**PASSAGE SHOWN**
[Begin]
Nested continuations
(prompt
(+ 2 (control k (+ 1 (control k1 (k1 6))))))
=> (prompt
((λ (x) (+ 2 (control k (+ 1 x)))) 6))
=> (prompt
(+ 2 (control k (+ 1 6))))
=> (prompt
(+ 2 (control k 7)))
=> (prompt 7) => 7
We can utilize the prompt/control operators to implement a simple macro for a while loop with an ability to break out of it, sort of similar to the while/break statements in C.
(define-syntax-rule (break) (control k '()))
(define-syntax-rule (while cond body ...)
(prompt
(let loop ()
(when cond
body ...
(loop)))))
We define the (while)
construct as a simple recursive loop with just
one caveat – we wrap the whole thing in a prompt
. Then (break)
,
when evaluated, just discards the whole continuation with is bound to
the (while)
loop. We can test this macro by writing a procedure that
multiplies all the elements in the list.
(define (multl lst)
(define i 0)
(define fin (length lst))
(define res 1)
(while (< i fin)
(let ([val (list-ref lst i)])
(printf "The value of lst[~a] is ~a\n" i val)
(set! res (* res val))
(when (= val 0)
(begin (set! res 0) (break))))
(set! i (+ i 1)))
res)
By running this program we can observe that it finishes early whenever it encounters a zero in the list:
> (multl '(1 2 3))
The value of lst[0] is 1
The value of lst[1] is 2
The value of lst[2] is 3
6
> (multl '(1 2 0 3 4 5))
[End]
**AIM**
List each name that the nested continuations passage binds with define inside the body of multl, with the initial value given to each.

[Photo object pointing records]
[Begin]
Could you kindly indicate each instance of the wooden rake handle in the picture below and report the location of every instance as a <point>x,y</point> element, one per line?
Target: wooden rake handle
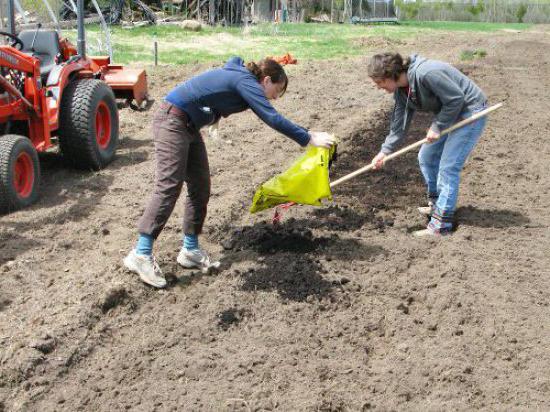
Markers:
<point>419,143</point>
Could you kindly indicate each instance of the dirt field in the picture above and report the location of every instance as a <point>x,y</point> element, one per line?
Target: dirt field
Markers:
<point>338,309</point>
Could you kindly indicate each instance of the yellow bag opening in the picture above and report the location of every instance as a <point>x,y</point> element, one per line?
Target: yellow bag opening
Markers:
<point>305,182</point>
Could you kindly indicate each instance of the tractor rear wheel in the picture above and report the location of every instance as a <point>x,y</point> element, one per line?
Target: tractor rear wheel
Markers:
<point>19,173</point>
<point>88,124</point>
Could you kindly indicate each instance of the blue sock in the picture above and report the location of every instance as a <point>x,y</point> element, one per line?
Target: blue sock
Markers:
<point>145,245</point>
<point>191,242</point>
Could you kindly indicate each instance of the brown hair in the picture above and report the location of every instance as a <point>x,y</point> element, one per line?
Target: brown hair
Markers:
<point>387,66</point>
<point>269,67</point>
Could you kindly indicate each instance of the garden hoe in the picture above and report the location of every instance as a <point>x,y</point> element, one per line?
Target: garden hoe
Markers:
<point>278,215</point>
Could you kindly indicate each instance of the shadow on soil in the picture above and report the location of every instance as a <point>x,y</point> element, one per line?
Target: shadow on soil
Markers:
<point>490,218</point>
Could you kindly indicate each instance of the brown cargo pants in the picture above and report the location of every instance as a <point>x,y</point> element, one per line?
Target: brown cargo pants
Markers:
<point>180,156</point>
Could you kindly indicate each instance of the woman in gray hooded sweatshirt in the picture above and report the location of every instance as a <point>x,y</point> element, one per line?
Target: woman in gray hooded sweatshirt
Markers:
<point>431,86</point>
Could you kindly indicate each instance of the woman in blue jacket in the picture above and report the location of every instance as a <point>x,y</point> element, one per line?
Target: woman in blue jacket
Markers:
<point>420,84</point>
<point>181,153</point>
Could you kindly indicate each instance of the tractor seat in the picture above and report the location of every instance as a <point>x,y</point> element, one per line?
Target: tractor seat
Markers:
<point>45,48</point>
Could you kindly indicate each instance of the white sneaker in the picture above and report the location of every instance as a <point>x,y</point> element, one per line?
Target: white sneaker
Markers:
<point>426,210</point>
<point>146,267</point>
<point>196,258</point>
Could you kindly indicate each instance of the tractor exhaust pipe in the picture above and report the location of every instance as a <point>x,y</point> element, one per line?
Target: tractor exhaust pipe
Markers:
<point>81,40</point>
<point>11,17</point>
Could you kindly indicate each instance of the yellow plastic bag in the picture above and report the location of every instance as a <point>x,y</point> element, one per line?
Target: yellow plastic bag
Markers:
<point>305,182</point>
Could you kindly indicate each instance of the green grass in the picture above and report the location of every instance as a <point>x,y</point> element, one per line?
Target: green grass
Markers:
<point>472,54</point>
<point>466,26</point>
<point>304,41</point>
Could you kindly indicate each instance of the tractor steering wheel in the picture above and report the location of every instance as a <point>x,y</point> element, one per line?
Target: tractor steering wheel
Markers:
<point>15,40</point>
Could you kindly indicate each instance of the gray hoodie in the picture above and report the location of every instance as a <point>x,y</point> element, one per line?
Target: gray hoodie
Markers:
<point>435,87</point>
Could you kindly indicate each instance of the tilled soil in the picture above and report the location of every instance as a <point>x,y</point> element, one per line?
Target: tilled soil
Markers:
<point>337,308</point>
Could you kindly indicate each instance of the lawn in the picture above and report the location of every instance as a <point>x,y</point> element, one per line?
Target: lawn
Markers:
<point>303,40</point>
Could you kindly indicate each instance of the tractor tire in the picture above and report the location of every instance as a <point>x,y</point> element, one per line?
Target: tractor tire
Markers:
<point>19,173</point>
<point>88,124</point>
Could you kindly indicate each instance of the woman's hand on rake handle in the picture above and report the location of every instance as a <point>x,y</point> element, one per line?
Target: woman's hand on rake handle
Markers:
<point>321,139</point>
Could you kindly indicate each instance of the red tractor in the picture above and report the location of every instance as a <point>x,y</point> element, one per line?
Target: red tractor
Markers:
<point>51,93</point>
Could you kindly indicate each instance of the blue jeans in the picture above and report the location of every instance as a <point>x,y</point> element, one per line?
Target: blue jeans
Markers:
<point>441,163</point>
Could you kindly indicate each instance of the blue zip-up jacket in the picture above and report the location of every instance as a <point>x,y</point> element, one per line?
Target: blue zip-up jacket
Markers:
<point>232,89</point>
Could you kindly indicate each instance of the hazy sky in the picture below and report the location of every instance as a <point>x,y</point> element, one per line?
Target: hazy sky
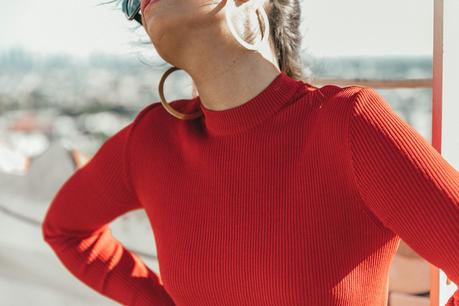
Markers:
<point>330,27</point>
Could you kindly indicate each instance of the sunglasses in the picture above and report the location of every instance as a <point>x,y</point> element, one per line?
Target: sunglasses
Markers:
<point>131,9</point>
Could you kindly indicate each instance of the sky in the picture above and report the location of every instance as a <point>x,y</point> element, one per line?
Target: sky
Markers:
<point>329,27</point>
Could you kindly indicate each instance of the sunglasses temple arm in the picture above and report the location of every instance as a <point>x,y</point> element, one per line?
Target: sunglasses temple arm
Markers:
<point>138,18</point>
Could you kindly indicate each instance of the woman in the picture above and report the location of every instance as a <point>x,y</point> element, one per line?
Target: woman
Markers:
<point>261,190</point>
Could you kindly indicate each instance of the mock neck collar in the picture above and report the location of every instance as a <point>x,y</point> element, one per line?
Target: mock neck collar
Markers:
<point>263,105</point>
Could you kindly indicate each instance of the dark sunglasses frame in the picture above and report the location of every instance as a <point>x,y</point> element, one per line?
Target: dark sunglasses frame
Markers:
<point>131,9</point>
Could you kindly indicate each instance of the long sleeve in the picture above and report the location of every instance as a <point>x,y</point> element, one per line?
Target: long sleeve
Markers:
<point>405,183</point>
<point>76,227</point>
[End]
**SOLUTION TO THIS PROBLEM**
- i: 0
- fin: (length lst)
- res: 1